# Prepare Environment

We should check if we're on the Colab and do additional setup
- Install `fairseq`, `tqdm`

In [9]:
from IPython.core import getipython

is_colab = 'google.colab' in str(getipython.get_ipython())

if is_colab:
  !pip install fairseq tqdm
  print("Fairseq installation successful (if no errors occurred)")
else:
  print("Notebook is not on Colab. Fairseq installation not attempted.")


Notebook is not on Colab. Fairseq installation not attempted.


In [3]:
# Check PyTorch version
import torch
print('Torch', torch.__version__)

import fairseq
print('fairseq', fairseq.__version__)

Torch 2.3.1
fairseq 0.12.2


# Data Preparation

In [10]:
DATA_DIR = 'drive/MyDrive/Dataset/bifi-dataset' if is_colab else 'data'

## Data reduce

Since the original dataset is huge, training faced lots of difficulty, so we'll reduce the size, just take a small subset for training / validation

# Supported functions

In [None]:
import shlex
import subprocess
import sys
import shutil

def run_and_stream(cmd):
    proc = subprocess.Popen(cmd, stdout=subprocess.PIPE, stderr=subprocess.PIPE, text=True)
    for line in iter(proc.stdout.readline, ''):
        print(line, end='')  # Print without newline for streaming effect
        sys.stdout.flush()  # Ensure immediate display
    proc.stdout.close()

## fairseq_preprocess

In [56]:
def fairseq_preprocess(src, tgt, destdir, trainpref=None, validpref=None, testpref=None, srcdict=None, **kwargs):
    additional_cmds = ''.join([f"--{k.replace('_', '-')} {v} " for k, v in kwargs.items() if not isinstance(v, bool)])
    additional_cmds += ''.join([f"--{k.replace('_', '-')} " for k, v in kwargs.items() if isinstance(v, bool) and v])
    cmd = f'fairseq-preprocess --source-lang {src} --destdir {destdir} \
            --joined-dictionary --workers 50 --no-progress-bar --log-interval 20 '
    if tgt is not None:
        cmd += f'--target-lang {tgt} '
    if trainpref is not None:
        cmd += f'--trainpref {trainpref} '
    if validpref is not None:
        cmd += f'--validpref {validpref} '
    if testpref is not None:
        cmd += f'--testpref {testpref} '
    if srcdict is not None:
        cmd += f'--srcdict {srcdict} '
    cmd += additional_cmds

    # Execute command line command
    print(cmd)

__________

* _REQUESTS_:
1. In the notebook above, what fairseq version is printed?
2. Copy the notebook text word for word, from "Since the original" to "stdout=subprocess.PIPE, stderr=subprocess.PIPE, text=True)".

* _DATA EXTRACT_:
__________

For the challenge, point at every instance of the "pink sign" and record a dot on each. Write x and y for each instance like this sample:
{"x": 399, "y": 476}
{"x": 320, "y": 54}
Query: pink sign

__________

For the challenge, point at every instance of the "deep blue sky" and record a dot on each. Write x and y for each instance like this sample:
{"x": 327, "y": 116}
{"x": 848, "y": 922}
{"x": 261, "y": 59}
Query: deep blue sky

__________

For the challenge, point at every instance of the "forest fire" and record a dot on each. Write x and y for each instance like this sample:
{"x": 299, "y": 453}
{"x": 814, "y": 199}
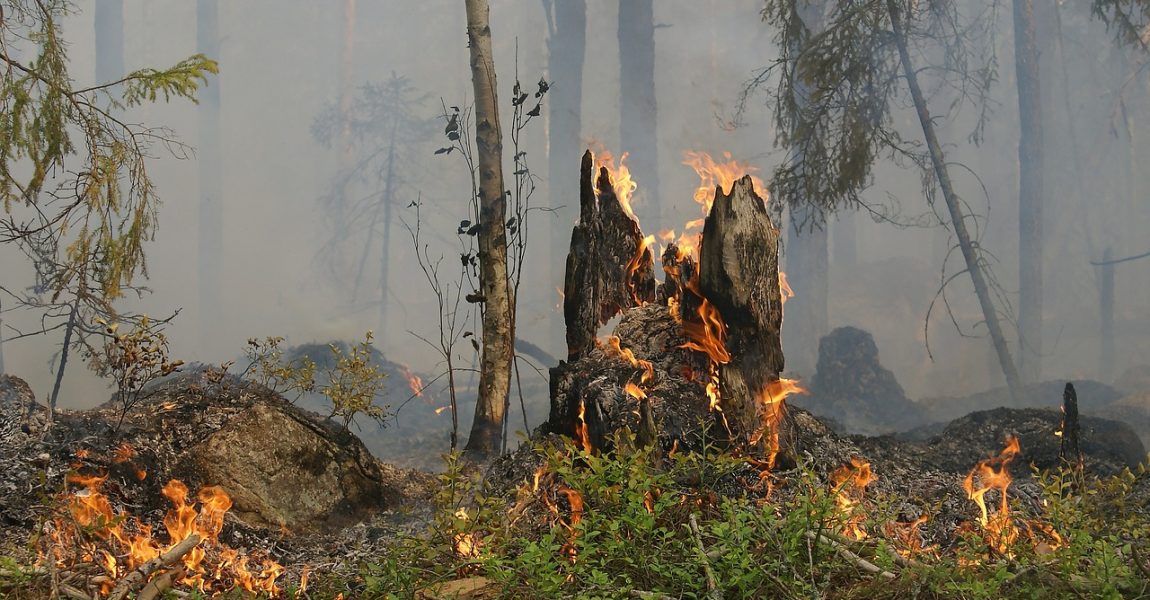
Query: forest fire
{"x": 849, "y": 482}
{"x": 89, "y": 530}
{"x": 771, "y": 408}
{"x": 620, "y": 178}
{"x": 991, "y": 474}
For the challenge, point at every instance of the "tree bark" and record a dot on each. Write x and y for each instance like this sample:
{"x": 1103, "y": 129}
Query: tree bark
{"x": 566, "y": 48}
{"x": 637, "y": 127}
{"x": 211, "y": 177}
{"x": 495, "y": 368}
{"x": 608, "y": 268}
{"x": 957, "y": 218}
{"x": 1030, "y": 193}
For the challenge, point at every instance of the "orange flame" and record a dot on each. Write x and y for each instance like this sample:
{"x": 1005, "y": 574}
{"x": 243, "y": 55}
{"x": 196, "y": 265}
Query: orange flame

__________

* _SOLUTIONS PER TASK_:
1. 0.12.2

2.
Since the original dataset is huge, training faced lots of difficulty, so we'll reduce the size, just take a small subset for training / validation

# Supported functions

In [None]:
import shlex
import subprocess
import sys
import shutil

def run_and_stream(cmd):
    proc = subprocess.Popen(cmd, stdout=subprocess.PIPE, stderr=subprocess.PIPE, text=True)